:: REQUIRED WORK ::
Write out the whole of the material exactly.
- - -
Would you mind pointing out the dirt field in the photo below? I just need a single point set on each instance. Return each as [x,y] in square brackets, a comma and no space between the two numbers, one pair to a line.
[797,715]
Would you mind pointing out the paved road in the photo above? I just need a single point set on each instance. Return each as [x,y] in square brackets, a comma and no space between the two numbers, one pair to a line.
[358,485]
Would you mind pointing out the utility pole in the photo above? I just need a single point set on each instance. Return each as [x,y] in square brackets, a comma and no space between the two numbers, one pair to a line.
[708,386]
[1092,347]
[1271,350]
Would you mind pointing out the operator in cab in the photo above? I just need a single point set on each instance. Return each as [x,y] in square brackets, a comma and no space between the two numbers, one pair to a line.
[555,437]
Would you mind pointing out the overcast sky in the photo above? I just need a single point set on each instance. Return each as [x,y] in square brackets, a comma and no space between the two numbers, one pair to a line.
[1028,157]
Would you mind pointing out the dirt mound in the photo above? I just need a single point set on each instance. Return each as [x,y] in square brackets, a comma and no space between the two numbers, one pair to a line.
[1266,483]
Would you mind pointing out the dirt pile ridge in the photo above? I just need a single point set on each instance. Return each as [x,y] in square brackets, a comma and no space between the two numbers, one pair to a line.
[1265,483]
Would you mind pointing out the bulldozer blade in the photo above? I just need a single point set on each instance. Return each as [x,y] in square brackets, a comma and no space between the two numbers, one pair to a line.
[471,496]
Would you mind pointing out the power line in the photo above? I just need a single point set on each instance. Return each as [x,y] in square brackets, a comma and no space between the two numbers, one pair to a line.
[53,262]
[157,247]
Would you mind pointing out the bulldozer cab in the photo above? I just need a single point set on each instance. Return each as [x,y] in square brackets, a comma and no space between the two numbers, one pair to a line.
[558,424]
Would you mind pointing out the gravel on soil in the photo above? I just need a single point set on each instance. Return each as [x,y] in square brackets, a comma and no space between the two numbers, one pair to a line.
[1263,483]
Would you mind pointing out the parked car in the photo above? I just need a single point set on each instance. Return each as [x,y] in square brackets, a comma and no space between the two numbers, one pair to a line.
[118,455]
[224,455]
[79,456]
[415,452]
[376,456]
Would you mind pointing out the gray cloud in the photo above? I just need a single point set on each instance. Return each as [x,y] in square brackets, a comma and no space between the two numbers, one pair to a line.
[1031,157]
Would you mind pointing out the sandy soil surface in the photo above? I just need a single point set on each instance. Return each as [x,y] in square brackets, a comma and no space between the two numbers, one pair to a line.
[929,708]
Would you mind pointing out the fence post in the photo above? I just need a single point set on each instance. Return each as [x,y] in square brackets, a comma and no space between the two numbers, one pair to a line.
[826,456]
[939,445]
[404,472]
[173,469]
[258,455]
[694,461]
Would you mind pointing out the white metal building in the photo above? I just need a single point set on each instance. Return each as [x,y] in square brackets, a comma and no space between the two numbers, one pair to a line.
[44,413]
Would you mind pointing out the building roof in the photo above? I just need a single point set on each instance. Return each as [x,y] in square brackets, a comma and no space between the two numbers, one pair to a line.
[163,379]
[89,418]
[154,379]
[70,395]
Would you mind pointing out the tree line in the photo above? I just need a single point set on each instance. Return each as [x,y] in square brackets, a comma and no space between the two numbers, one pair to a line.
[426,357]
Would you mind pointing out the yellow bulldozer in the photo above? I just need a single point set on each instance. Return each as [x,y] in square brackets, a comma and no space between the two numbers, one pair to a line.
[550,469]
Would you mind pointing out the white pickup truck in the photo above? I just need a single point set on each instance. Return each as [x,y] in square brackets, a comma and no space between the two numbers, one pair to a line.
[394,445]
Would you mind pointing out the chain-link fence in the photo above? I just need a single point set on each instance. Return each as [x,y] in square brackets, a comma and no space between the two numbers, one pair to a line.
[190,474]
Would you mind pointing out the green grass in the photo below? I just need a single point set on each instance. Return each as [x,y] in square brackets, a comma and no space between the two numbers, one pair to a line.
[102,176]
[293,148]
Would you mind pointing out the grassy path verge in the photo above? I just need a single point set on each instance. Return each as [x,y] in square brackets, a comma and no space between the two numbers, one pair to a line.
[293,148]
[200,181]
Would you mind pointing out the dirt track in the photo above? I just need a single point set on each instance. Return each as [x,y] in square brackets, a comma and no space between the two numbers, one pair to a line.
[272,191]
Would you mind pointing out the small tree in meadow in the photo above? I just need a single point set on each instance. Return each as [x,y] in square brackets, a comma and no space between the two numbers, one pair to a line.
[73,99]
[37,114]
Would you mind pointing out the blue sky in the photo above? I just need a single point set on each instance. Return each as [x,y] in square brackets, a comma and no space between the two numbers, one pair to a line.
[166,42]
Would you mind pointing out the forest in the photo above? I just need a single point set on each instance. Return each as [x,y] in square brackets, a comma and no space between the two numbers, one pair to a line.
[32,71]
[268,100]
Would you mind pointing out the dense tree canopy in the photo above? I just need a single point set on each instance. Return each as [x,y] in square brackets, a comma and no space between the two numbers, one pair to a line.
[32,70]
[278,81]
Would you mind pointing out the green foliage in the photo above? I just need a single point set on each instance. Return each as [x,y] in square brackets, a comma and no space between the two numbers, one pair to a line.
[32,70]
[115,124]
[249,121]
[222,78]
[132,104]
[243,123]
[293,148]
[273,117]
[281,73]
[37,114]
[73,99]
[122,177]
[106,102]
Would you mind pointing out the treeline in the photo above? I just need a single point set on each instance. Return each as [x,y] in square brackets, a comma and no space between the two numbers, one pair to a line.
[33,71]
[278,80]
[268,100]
- - -
:: RIGHT ANSWER ::
Would you mind pointing out the dirt field in the photo below? I just need a single point set on each instance. Return each as [x,y] in square brackets, a comma and no space between the two numbers, one pair to a line.
[797,715]
Would you mind pointing out the paved road in the photo above? I just need a single point set on each instance. Return each as [x,y] in square brackets, a comma and no space between the two numbers, one pair to a line.
[358,485]
Would you mind pointing out the utility pole in the photo above? I just need a single point set on each instance. Return each as [x,y] in square brackets, a comma and no space between the two numbers, one pair to a line.
[708,386]
[1092,347]
[1271,350]
Would you mind pointing out the operator in cab in the photo above? I just need a single point set on each instance. Return each as [x,y] in square brackets, a comma and no space between the two numbers, one pair to a line.
[555,437]
Would you mind pointing out the overcast sky in the photo above? I just need a single point set on each instance. Return each as [x,y] in square brackets, a comma and no space between the two numbers, one pair to a line.
[1028,157]
Would you mind pointing out the dirt mound in the photo above? I just need a single point set on each instance. Return each as [x,y] in square brackets, a comma and no space between the two numbers, one pair to a line.
[1266,483]
Would you mind pointing out the dirt pile ridge in the photo above? I just need a single point set on each instance. Return each as [x,y] in square brackets, a comma and no space between the two numbers, one pair to a line.
[1265,483]
Would you mind pointing out the bulldozer blade in the photo above? I just need a single point set on each instance. Return each as [x,y] in square brackets, a comma and no space between the two numbers, one pair to a line.
[471,496]
Would you mind pointing out the power line in the photo above? I just need a single point set on each instance. Return each as [x,y] in square brackets, a comma and no space between the two numbers, one pair to a line.
[53,262]
[157,247]
Would you mind pointing out the bulldozer cab in the photo above? I just need a single point set on each instance. Return each as [x,y] in square brackets, a comma and no space between the two numbers, one pair to a line.
[558,424]
Would you mind pointing out the gravel on soil in the photo above? I just need a single point set on each instance. Return each as [x,y] in square brackets, a comma and no space between the two numbers, one pair to a line.
[1263,483]
Would you mind pointing out the parked car in the photo above? I just need a single point set on each instance. Return each as [x,y] in square brackets, a comma and no space between the two numbers, one pair to a line.
[118,455]
[224,455]
[79,456]
[415,452]
[376,456]
Would you mind pointing out the gray cloud in the photo above? I just need a single point set on each instance. Return each as [x,y] in square brackets, a comma and no space between the two numbers, one pair to a line.
[1031,157]
Would you mind pointing out the sandy soil surface in the photo above? I just need a single point set on each instance. Return each as [x,y] in square brackets, a comma and no space between the two numbers, one pair to a line.
[929,708]
Would you mind pointing out the fence post in the photo above? I just need a single point set on each instance. Return each as [x,y] in square brackets, a comma and no space between the two numbers, one pair to a line.
[826,456]
[939,445]
[404,472]
[173,469]
[258,455]
[694,461]
Would you mind pointing out the white metal building in the photo above? I just need a single point set on each instance. Return each as [x,y] in square brackets, a comma and no space between the two numbers, one pair to a line.
[44,413]
Would you mind pointing out the building roof in the photo above? I just need a single point set on each instance. Return each as [x,y] in square brackets, a comma and no space between the two numbers, one pair to a line.
[163,379]
[89,418]
[154,379]
[70,395]
Would you mind pointing out the tree line in the photo above? I just need a single point set on each instance. Return each as [x,y] in square brackets, a comma and no space between the two numbers, one pair to a line.
[426,357]
Would you mind pointing out the yellow bulldozer in the photo above? I just need a single point set on each instance. Return each as [x,y] in square brackets, a comma and no space between the two numbers, one pair to a line.
[550,469]
Would you mind pointing out the white pickup truck in the photo above? I just need a single point set on each instance. Return each as [x,y] in square brackets, a comma and no space between the two numbers, one pair to a line.
[394,445]
Would you mind pointing out the chain-link fence in the photo above? I just need a single point set on each instance. Return each as [x,y] in square brackets, a comma and no space between the two numbers, one pair to a line.
[190,474]
Would you mind pointing out the green grass in the photo below? I just need a single point set on each instance. Return each as [x,y] in square brackets, a comma and no space between the two numbers, one pair to a line.
[102,176]
[293,148]
Would you mind pointing out the grassy path verge in the photo above? I just need a single point set on each instance. Return each as [x,y] in square brackets, a comma and no space between the two numbers, one pair to a line.
[293,148]
[200,181]
Would you mind pointing out the dirt track in the photo above? I just need a single point set on each instance. Return each as [x,y] in square brackets, a comma and no space between the two numbers, one pair to a line.
[272,191]
Would you mind pointing out the small tree in meadow in the photo above? I just need a single point set on each instance. Return each as [x,y] in square brackets, a comma and no space between the two numbers, one pair to a line.
[73,99]
[37,114]
Would you mind pointing out the blue sky in the photo above? I just need a single point set on each instance. Return each as [x,y] in square brackets, a comma and no space between the two numbers, one pair to a line.
[166,42]
Would you mind pointing out the forest in the photo above? I just need a single point set on each instance. Return each as [x,y] in square brackets, a comma and no space between the two numbers, one pair to a line.
[32,71]
[268,100]
Would you mind pointing out the dense tree canopy in the photo above? I just need a single point set on each instance. Return each as [x,y] in square brackets, a comma and no space between the two numbers, one pair to a line.
[32,70]
[278,81]
Would you mind pointing out the green foliage in the photo above? I just need a single point set on each instance. Return each as [x,y] in square brackets, a comma and no space between the two numbers, one pair to a line.
[32,70]
[115,124]
[249,121]
[222,78]
[132,104]
[243,123]
[293,148]
[273,117]
[281,73]
[37,114]
[73,99]
[122,177]
[106,102]
Would you mind pointing out the treeline in the photo above? I just need a single point set on each instance. Return each as [x,y] in square brackets, a comma and no space between the two numbers, one pair to a line.
[33,71]
[278,80]
[268,100]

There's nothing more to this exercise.